- _What you will do_:
Show, copied in full, every line of the records below that contains the word "child".

Lines of data

+++

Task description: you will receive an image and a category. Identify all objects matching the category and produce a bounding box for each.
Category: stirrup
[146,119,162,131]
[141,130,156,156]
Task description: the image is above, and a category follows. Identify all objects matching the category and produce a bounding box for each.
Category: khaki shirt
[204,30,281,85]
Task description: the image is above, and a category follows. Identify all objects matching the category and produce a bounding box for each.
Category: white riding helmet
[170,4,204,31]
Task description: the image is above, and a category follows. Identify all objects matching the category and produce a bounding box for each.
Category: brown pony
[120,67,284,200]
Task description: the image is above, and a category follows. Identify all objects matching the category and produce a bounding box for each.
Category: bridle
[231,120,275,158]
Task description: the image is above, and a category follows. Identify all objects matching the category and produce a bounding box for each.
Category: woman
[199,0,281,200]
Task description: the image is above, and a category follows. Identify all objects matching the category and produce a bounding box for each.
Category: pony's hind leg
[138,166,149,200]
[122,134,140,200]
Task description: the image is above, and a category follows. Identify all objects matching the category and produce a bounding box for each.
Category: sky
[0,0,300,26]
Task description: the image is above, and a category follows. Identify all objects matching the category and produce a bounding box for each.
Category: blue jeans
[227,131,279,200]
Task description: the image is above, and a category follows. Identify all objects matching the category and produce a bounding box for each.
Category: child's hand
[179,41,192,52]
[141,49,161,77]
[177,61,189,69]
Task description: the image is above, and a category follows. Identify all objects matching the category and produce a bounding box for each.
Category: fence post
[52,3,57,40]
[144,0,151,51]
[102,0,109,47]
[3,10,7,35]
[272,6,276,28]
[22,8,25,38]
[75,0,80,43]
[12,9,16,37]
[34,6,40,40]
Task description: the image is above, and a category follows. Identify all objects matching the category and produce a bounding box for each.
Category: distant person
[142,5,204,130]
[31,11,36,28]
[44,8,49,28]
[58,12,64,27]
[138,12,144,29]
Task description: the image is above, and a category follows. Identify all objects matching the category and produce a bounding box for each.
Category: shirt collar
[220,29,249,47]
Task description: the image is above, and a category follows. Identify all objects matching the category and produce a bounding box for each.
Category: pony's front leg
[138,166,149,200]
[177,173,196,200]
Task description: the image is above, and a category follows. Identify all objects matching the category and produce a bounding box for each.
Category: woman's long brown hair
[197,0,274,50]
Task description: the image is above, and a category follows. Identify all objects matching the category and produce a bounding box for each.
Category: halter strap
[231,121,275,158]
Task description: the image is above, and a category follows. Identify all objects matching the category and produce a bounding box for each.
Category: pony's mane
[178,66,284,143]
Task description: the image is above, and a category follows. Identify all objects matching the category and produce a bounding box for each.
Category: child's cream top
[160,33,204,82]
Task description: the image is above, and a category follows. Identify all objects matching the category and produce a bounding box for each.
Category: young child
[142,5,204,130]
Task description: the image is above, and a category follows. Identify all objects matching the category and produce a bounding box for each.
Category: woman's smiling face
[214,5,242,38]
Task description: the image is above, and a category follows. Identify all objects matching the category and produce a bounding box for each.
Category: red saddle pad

+++

- _Finished answer_:
Category: child's hand
Category: child's cream top
Category: young child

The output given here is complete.